» **Objectives**:
[1] In the DNS forward zone thread, what is the default value of the TTL setting that controls how long Consul's negative response is cached?
[2] Print, word for word, the part of the DNS forward zone thread that opens with the words containing "When all the" and closes with "value is zero.".

» **Selected excerpt**:
——————
Strange cache on DNS forward zone

I have a corporate DNS server using Bind.
I have 3 consul servers. Consul is listening on localhost port 8660 for DNS.
On these servers I have also DNSmasq to forward DNS request from public IP port 53 to Consul on localhost.

The configuration of Consul is very simple. I just activated the DNS port. When I check the DNS locally on port 8660 it is working fine.

The configuration of DNSmasq on each consul server is:

server=/subdomain.domain.com/127.0.0.1#8600
server=XX.XX.XX.XX (first ip of the corporate DNS)
server=XX.XX.XX.XX (second ip of the corporate DNS)
listen-address=XX.XX.XX.XX (ip of the server)

The configuration on the corporate DNS is:

zone "subdomain.domain.com" {
    type forward;
    forward only;
    forwarders {
        XX.XX.XX.XX; (ip of the first consul)
        XX.XX.XX.XX; (ip of the second consul)
        XX.XX.XX.XX; (ip of the third consul)
    };
};

When some entries are added or removed from consul, the DNS zone on the corporate DNS is updated quite immediately.

When all the entries for a service are deleted from consul, the corporate DNS removed all entries in his table (which is normal).
But if the entries are created again, the DNS from consul is updated but not the corporate DNS.
To update the corporate DNS, I should execute the command rndc flushtree subdomain.domin.com

Hi @smutel,

It sounds like there is an NXDOMAIN response being cached somewhere which results in the corporate DNS not picking up on new services when they come online.

Consul should be returning an NXDOMAIN response when it receives a query for a service which no longer exists. The authority section of that response will also contain an SOA record which has a TTL field that specifies how long to cache the negative response (defined by dns_config.soa.min_ttl). By default this value is zero.
——————
» **Entries shown**:
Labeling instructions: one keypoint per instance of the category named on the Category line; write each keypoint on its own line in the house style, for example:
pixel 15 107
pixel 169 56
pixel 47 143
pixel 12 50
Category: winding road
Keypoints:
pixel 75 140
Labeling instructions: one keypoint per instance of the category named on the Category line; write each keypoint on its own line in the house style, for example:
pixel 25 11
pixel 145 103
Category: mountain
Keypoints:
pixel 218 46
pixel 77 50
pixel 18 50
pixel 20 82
——————
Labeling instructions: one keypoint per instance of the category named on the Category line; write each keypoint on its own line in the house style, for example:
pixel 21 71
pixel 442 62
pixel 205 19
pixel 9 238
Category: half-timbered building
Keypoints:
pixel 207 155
——————
» **Answers given**:
[1] By default, this value is zero.

[2]
When all the entries for a service are deleted from consul, the corporate DNS removed all entries in his table (which is normal).
But if the entries are created again, the DNS from consul is updated but not the corporate DNS.
To update the corporate DNS, I should execute the command rndc flushtree subdomain.domin.com

Hi @smutel,

It sounds like there is an NXDOMAIN response being cached somewhere which results in the corporate DNS not picking up on new services when they come online.

Consul should be returning an NXDOMAIN response when it receives a query for a service which no longer exists. The authority section of that response will also contain an SOA record which has a TTL field that specifies how long to cache the negative response (defined by dns_config.soa.min_ttl). By default this value is zero.